» Goal of the exercise
Rewrite the rows from the line containing "the river would" through the end of the rows, with "Target" replaced by "Label" and nothing else changed.

***** Data supplied

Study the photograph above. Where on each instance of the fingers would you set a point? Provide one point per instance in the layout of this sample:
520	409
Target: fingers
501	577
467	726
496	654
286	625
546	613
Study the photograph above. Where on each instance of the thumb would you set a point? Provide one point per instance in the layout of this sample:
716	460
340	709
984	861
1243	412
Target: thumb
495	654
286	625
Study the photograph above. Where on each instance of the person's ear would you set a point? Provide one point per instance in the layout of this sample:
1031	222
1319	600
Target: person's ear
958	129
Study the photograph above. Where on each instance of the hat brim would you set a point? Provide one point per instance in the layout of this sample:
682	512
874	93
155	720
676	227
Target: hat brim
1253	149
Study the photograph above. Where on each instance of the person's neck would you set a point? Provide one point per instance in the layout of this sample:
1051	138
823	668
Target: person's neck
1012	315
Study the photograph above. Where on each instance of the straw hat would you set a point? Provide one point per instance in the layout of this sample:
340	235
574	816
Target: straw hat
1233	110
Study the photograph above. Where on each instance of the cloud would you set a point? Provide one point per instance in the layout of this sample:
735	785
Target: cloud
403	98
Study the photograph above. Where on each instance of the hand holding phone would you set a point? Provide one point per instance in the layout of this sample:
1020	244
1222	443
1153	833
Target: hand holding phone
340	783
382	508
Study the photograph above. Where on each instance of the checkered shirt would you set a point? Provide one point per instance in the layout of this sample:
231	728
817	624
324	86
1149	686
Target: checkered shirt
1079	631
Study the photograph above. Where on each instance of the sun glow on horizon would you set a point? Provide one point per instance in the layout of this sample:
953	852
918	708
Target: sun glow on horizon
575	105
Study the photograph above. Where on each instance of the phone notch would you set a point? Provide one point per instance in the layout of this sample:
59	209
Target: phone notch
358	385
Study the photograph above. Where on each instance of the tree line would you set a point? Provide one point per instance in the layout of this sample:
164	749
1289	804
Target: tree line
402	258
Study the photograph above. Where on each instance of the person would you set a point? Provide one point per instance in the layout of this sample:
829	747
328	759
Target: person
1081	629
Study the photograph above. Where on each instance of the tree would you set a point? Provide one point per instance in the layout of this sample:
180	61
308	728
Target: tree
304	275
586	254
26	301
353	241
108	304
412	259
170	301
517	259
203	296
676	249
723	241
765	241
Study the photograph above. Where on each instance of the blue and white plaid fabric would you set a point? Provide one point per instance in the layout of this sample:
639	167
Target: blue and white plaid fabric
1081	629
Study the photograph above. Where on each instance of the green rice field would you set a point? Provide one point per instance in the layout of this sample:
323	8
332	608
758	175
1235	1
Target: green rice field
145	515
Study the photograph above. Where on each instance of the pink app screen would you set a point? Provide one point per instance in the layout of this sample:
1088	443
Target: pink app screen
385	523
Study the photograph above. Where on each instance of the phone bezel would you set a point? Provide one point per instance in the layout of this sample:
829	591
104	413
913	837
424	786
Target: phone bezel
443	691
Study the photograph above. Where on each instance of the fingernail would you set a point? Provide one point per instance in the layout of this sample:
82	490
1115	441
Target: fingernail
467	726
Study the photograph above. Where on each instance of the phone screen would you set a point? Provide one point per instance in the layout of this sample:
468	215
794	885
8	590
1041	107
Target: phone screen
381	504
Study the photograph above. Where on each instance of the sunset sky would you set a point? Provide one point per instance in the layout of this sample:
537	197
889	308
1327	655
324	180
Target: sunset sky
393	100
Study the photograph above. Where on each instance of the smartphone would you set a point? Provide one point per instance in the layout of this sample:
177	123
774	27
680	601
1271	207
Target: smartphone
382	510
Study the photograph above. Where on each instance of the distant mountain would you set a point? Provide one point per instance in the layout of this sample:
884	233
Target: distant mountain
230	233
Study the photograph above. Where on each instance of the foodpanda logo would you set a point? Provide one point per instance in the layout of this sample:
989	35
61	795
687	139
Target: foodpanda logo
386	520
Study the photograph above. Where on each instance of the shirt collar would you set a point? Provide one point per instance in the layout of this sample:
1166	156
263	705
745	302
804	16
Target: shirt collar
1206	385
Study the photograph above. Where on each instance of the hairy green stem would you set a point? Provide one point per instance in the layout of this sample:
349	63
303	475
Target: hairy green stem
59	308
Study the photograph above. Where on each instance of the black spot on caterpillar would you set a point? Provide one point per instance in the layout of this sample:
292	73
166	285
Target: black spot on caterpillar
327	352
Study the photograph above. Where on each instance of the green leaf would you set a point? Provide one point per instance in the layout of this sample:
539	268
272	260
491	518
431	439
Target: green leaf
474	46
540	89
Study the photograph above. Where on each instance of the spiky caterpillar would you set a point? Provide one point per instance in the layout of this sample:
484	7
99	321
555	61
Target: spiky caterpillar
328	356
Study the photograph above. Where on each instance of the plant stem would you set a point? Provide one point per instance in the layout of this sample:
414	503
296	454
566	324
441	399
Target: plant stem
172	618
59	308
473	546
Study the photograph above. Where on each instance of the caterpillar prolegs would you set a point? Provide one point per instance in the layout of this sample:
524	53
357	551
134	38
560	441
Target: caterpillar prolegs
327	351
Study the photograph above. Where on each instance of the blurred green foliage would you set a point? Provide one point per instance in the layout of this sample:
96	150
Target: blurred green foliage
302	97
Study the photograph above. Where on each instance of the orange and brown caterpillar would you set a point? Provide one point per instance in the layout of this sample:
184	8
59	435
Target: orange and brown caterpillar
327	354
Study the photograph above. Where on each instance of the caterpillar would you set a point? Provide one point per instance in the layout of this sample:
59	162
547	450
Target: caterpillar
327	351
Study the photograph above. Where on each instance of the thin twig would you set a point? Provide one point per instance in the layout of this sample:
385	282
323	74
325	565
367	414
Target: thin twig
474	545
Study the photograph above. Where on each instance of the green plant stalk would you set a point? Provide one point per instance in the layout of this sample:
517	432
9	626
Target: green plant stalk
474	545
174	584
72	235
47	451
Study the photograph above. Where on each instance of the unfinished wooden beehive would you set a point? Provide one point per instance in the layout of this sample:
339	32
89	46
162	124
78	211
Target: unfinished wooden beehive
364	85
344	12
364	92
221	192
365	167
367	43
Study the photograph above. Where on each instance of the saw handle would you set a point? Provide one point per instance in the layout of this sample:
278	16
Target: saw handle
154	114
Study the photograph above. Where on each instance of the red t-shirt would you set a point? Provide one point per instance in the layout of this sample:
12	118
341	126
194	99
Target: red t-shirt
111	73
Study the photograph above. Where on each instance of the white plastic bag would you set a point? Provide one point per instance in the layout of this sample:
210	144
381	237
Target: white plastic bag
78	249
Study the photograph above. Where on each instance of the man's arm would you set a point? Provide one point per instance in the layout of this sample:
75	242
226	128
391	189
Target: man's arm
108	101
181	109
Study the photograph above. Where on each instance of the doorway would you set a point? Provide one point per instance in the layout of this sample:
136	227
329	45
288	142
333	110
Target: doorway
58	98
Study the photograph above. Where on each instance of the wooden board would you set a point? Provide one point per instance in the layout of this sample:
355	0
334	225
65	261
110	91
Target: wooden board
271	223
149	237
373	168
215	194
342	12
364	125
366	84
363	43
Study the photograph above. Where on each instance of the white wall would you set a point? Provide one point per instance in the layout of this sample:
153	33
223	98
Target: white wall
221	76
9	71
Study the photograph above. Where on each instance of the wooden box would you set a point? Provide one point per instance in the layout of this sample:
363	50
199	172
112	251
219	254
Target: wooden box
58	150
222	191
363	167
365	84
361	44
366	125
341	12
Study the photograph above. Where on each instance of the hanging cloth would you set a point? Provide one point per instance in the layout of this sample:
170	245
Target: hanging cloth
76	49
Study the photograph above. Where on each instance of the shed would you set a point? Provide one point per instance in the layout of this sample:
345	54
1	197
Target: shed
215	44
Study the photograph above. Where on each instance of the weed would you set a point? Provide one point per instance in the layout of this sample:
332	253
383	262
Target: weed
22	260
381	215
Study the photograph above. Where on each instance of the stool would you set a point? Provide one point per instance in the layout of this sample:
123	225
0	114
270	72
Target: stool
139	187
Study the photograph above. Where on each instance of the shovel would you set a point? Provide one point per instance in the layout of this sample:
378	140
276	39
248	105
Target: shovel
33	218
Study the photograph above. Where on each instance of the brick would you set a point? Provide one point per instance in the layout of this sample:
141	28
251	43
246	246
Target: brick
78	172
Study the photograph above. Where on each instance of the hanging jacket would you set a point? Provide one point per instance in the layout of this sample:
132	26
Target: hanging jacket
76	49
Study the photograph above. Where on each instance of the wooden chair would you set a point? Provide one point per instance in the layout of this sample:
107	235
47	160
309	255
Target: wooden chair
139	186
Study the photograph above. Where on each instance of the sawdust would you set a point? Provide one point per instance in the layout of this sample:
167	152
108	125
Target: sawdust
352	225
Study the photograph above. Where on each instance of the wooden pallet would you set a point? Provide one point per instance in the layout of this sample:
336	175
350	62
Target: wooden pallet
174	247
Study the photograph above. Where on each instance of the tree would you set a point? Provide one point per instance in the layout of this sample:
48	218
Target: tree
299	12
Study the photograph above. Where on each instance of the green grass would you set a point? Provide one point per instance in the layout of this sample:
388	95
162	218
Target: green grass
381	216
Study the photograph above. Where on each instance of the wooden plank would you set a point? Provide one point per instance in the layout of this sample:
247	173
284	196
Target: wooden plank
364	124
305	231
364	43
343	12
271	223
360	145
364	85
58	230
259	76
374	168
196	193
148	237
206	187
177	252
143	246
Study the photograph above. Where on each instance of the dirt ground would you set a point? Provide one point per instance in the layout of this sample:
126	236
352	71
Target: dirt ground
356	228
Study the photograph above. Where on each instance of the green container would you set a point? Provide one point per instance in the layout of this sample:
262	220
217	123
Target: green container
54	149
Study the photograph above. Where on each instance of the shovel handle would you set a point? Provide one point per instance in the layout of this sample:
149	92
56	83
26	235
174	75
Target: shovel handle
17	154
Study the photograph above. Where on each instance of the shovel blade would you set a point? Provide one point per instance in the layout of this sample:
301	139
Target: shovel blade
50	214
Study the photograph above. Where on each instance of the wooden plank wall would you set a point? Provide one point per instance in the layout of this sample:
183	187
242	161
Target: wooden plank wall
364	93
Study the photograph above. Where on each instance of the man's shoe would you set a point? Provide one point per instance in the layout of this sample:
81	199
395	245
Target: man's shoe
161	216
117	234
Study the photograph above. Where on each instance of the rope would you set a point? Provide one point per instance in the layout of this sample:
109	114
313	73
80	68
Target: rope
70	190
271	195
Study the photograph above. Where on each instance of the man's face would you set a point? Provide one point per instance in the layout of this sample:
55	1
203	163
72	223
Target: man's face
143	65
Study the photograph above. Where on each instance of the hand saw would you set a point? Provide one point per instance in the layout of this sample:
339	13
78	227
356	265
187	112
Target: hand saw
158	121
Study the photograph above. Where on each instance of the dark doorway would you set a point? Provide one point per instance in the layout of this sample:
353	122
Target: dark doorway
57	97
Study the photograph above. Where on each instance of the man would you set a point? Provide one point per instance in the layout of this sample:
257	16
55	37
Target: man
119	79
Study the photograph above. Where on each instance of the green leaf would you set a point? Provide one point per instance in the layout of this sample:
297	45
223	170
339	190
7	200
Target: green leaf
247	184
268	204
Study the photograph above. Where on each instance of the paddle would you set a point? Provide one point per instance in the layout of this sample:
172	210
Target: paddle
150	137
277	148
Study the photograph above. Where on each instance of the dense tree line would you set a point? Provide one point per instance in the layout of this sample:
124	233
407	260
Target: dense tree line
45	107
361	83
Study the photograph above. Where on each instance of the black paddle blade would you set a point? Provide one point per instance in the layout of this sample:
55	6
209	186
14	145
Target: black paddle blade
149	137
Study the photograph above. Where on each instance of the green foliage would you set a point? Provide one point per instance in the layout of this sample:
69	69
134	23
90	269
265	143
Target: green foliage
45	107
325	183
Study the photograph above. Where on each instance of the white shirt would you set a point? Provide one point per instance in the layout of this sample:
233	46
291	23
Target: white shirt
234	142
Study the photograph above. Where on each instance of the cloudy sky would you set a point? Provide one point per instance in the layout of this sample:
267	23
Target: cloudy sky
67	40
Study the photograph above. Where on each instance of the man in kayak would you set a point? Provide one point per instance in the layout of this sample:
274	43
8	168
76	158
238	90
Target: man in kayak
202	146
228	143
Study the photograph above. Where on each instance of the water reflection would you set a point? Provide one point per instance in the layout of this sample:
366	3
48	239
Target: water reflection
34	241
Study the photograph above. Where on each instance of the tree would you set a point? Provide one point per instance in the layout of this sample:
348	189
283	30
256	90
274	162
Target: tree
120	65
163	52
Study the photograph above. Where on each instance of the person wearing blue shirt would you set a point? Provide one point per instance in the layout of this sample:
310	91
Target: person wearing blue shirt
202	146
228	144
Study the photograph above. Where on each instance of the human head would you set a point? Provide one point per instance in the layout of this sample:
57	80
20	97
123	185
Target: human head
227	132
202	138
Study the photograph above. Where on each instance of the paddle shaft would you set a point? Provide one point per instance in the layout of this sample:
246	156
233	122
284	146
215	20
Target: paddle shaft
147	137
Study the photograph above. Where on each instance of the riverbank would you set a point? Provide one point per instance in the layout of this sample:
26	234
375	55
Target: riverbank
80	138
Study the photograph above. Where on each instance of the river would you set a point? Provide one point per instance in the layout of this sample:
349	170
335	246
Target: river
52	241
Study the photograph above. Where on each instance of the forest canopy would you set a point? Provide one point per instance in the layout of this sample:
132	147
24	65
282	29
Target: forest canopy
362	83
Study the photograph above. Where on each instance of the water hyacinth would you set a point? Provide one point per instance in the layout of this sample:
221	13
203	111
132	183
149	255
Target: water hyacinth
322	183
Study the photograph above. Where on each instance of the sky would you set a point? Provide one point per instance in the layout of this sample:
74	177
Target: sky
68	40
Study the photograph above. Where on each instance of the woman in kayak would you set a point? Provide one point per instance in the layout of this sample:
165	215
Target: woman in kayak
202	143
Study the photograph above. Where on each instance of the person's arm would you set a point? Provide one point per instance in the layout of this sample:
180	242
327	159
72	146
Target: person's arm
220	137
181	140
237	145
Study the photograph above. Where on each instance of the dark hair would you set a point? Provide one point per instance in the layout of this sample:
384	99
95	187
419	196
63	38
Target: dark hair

**********

» Finished task
Study the photograph above. Where on each instance of the river would you set a point? Provide one point per instance in the layout of this sample:
349	170
335	246
Label: river
52	241
Study the photograph above. Where on each instance of the forest canopy would you set a point? Provide one point per instance in the layout of this sample:
132	147
24	65
282	29
Label: forest canopy
362	83
Study the photograph above. Where on each instance of the water hyacinth would you set a point? Provide one point per instance in the layout of this sample:
221	13
203	111
132	183
149	255
Label: water hyacinth
322	183
Study the photograph above. Where on each instance of the sky would you set a point? Provide one point per instance in the layout of this sample:
74	177
Label: sky
68	40
Study the photograph above. Where on each instance of the woman in kayak would you set a point? Provide one point per instance in the layout of this sample:
165	215
Label: woman in kayak
202	143
Study the photograph above. Where on each instance of the person's arm would you set a point? Provide one point per instance in the layout of this sample:
180	242
327	159
72	146
Label: person's arm
220	137
181	140
237	145
Study the photograph above. Where on each instance of the dark hair would you set a point? Provide one point per instance in the layout of this sample:
384	99
95	187
419	196
63	38
Label: dark hair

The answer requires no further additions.